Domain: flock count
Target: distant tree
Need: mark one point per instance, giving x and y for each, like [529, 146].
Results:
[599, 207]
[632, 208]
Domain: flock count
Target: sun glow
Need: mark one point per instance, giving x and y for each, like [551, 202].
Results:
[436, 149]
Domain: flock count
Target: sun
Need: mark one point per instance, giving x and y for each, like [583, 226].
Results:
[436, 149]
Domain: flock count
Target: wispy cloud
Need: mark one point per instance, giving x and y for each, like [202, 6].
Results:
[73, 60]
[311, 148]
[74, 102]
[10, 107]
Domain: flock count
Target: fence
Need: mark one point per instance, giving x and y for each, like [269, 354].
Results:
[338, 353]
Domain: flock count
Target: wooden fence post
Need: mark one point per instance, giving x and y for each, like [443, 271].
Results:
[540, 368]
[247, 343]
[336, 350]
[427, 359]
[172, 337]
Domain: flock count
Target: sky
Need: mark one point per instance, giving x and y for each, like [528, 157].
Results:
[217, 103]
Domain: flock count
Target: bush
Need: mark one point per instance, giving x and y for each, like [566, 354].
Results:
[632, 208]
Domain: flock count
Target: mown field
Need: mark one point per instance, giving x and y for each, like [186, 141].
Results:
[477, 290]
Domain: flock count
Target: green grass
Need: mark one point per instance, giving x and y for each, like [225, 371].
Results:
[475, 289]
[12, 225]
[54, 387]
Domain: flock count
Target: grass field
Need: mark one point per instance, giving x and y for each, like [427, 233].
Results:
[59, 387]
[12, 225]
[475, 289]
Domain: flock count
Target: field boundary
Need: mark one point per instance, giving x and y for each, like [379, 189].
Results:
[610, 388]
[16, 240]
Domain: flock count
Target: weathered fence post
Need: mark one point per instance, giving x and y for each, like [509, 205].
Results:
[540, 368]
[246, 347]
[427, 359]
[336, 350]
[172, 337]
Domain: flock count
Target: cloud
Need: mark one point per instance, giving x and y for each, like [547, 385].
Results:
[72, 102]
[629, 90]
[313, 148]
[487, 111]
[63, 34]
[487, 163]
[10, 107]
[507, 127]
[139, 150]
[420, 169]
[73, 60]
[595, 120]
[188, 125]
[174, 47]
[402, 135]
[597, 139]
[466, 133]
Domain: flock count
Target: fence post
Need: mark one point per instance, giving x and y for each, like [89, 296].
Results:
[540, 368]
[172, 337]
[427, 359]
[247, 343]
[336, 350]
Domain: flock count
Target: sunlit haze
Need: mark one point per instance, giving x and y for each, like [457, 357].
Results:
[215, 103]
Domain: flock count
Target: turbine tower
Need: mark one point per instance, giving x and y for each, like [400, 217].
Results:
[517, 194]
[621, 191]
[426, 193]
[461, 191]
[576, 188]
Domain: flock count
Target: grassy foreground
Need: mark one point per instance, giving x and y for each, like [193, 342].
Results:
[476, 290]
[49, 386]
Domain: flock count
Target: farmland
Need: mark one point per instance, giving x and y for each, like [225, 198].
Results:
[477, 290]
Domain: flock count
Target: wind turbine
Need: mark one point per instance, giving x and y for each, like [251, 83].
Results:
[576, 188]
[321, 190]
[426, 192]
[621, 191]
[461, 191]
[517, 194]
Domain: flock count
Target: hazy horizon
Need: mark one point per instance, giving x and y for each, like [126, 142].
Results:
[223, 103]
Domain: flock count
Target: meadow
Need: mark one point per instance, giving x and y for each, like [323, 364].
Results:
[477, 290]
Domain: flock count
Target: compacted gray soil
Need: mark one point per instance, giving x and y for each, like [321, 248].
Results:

....

**SET PROBLEM:** Extract the complete listing verbatim.

**SOLUTION:**
Domain: flock count
Target: distant tree
Need: mark one point per instance, giving x and y for each, like [529, 146].
Results:
[599, 207]
[632, 208]
Domain: flock count
Target: sun glow
Need: mark one point per instance, giving x and y for each, like [551, 202].
Results:
[436, 149]
Domain: flock count
Target: sun
Need: mark one point per instance, giving x and y for each, like [583, 226].
Results:
[436, 149]
Domain: flock count
Target: wispy cloud
Need: mark one point per instance, giving x and y for each, like [202, 6].
Results:
[73, 60]
[311, 148]
[74, 102]
[10, 107]
Domain: flock count
Target: fence
Need: mark one point per instance, giving x and y for each, like [269, 354].
Results:
[338, 353]
Domain: flock count
Target: wooden fence post
Need: mark one point per instance, giving x and y for each, like [443, 271].
Results:
[540, 368]
[247, 343]
[336, 350]
[427, 359]
[172, 337]
Domain: flock count
Target: sky
Need: mark one point per instance, giving x and y for each, like [528, 157].
Results:
[217, 103]
Domain: flock count
Target: bush
Need: mark one point per instance, giving x and y for each, like [566, 354].
Results:
[632, 208]
Domain: flock count
Target: mown field
Need: mark one point per instance, giving x and y for each, like [186, 141].
Results:
[477, 290]
Domain: flock count
Target: green grass
Need: mark one point per instance, giving x and y for each, like [225, 371].
Results:
[475, 289]
[12, 225]
[54, 387]
Domain: flock count
Target: grass field
Need: mark one point per instance, giving x and y for each, like [427, 233].
Results:
[59, 387]
[12, 225]
[475, 289]
Domain: flock count
Target: field boundary
Need: mark one point per instance, giving x and y for each, like [379, 189].
Results:
[610, 388]
[16, 240]
Domain: flock count
Target: weathered fence post
Need: mark one point per instance, giving x and y for each, like [509, 205].
Results:
[540, 368]
[246, 347]
[427, 359]
[336, 350]
[172, 337]
Domain: flock count
Target: cloud
Need: mark one point per instance, giving x and y for each, like [547, 385].
Results:
[72, 102]
[629, 90]
[313, 148]
[487, 111]
[63, 34]
[487, 163]
[10, 107]
[507, 127]
[139, 150]
[420, 169]
[73, 60]
[595, 120]
[188, 125]
[174, 47]
[402, 135]
[597, 139]
[466, 133]
Domain: flock count
Target: fence post
Need: mark one point per instance, giving x and y for each, like [89, 296].
Results:
[540, 368]
[172, 337]
[427, 359]
[247, 343]
[336, 350]
Domain: flock count
Target: sunlit haze
Need: mark one point per instance, giving x and y for each, like [457, 357].
Results:
[215, 103]
Domain: flock count
Target: turbine tower
Need: mark one point per instance, giving x and y for each, like [400, 217].
Results:
[517, 194]
[621, 191]
[426, 193]
[461, 191]
[576, 188]
Domain: flock count
Target: grassy foreground
Need: mark one point per instance, giving x and y for each, like [193, 342].
Results:
[476, 290]
[49, 386]
Domain: flock count
Target: farmland
Need: mark one point per instance, giving x and y for each, like [225, 198].
Results:
[477, 290]
Domain: flock count
Target: wind turbine
Need: mark one point per instance, giving x and y for each, like [251, 83].
Results:
[576, 188]
[321, 190]
[426, 192]
[621, 191]
[461, 191]
[517, 194]
Domain: flock count
Target: hazy horizon
Need: mark one point per instance, giving x and y for each, like [126, 142].
Results:
[223, 103]
Domain: flock count
Target: meadow
Need: mark one point per instance, giving x and y for each, like [323, 364].
Results:
[477, 290]
Domain: flock count
Target: compacted gray soil
Need: mark one point per instance, giving x and y for each, like [321, 248].
Results:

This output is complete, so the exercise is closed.